The task: Without the pictures, write out all the lines below exactly as they appear.

(Saved entries)
════════════════════
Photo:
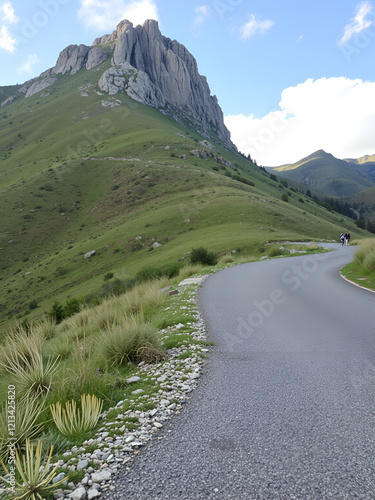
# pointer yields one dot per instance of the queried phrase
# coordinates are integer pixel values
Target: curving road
(286, 407)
════════════════════
Solution to this task:
Photo:
# pointer yields one dot per instance of the queried phrase
# coordinates are integer pixel values
Target: curving road
(286, 407)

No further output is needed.